** Artigo **
Depois de há dois anos ter sido ele uma das grandes figuras do Euro’2016, eis que Quaresma volta de novo à ribalta neste Mundial. Se o livre de Ronaldo que valeu o empate frente à Espanha no primeiro jogo, a trivela do Harry Potter frente ao Irão, no jogo em que foi pela primeira vez titular na Rússia, valeu a passagem aos oitavos de final. Entre um e outro golo, é preciso fazer rewind várias vezes para escolher qual o melhor. Por isso vale a pena reler a história do ‘mágico’ que vai fazer 35 anos em setembro (publicada originalmente a 13 de junho de 2016 e actualizado esta segunda após a trivela que colocou Portugal nos oitavos do Mundial).
Quando todos pensam que Quaresma está “arrumado”, ele ganha uma nova “vida” pela Seleção. E não só.
Vida N.º 1: Sporting-Barcelona
Tocou o telefone. O miúdo de 17 anos, nado e criado no Casal Ventoso, em Lisboa, atendeu-o. Estávamos no verão, julho de 2001.
Na época anterior, ainda juvenil, não fez um só jogo pelos “seus” Sub-17, fez poucos ou nenhuns nos Sub-19, mas Jean Paul chamou-o a fazer um punhado deles (quinze ao todo) entre homens de barba rija, pelos bês do Sporting. Tinha apenas 16 nos, era campeão Europeu de Sub-16 por Portugal, o melhor jogador do torneio disputado em Israel, e, adolescente, jogava entre adultos como se adulto fosse. Não tinha “cabedal” para eles. E até à canela é pescoço na II Divisão B, já se sabe. Mas levantava-se. Levantava-se sempre. E enfrentava-os, aos defesas, fintando-os, um, dois, e mais viessem, sempre “provocador”, sem temores. O que eles tinham em “músculo”, ele tinha em técnica. Fina. Finíssima. Como a que de melhor Alvalade (na altura Alcochete não existia na formação do Sporting e os treinos faziam-se perto do velhinho estádio José Alvalade) produziu, de Futre a Figo – o tempo de Ronaldo ainda não era aquele.

** Dados **
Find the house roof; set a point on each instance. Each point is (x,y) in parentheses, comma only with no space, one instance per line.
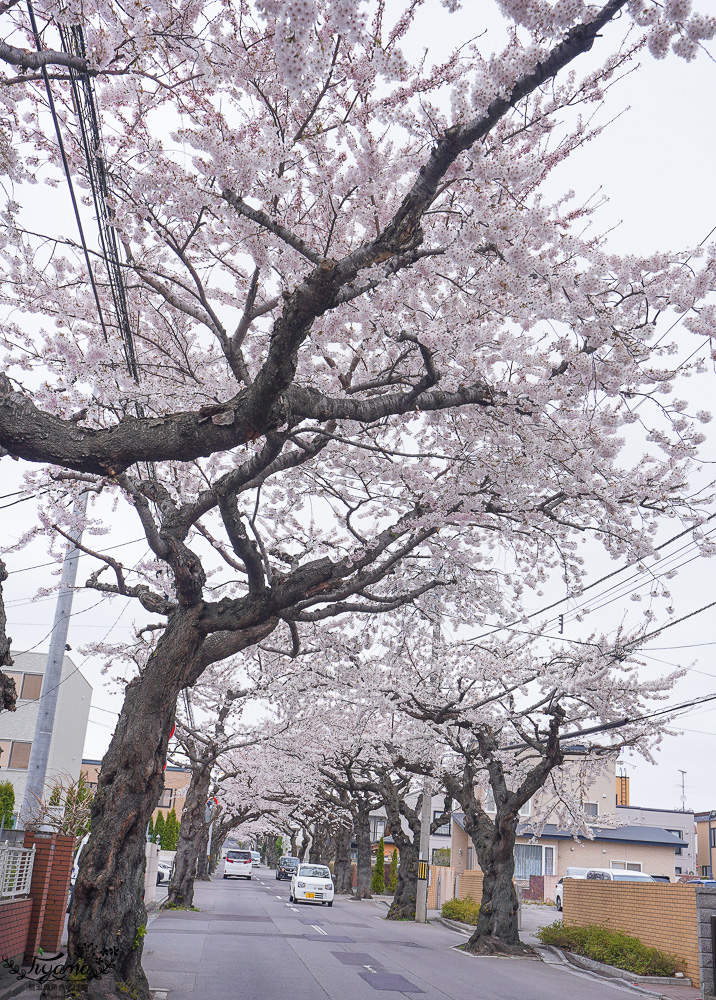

** Pedido **
Responda com base no artigo sobre Quaresma:
(a) Em que mês Quaresma completa 35 anos?
(b) Em que bairro de Lisboa ele nasceu e foi criado?
(c) Quantos jogos Jean Paul o chamou a fazer pelos bês do Sporting?

** Resultado **
(a) Setembro.
(b) Casal Ventoso.
(c) Quinze.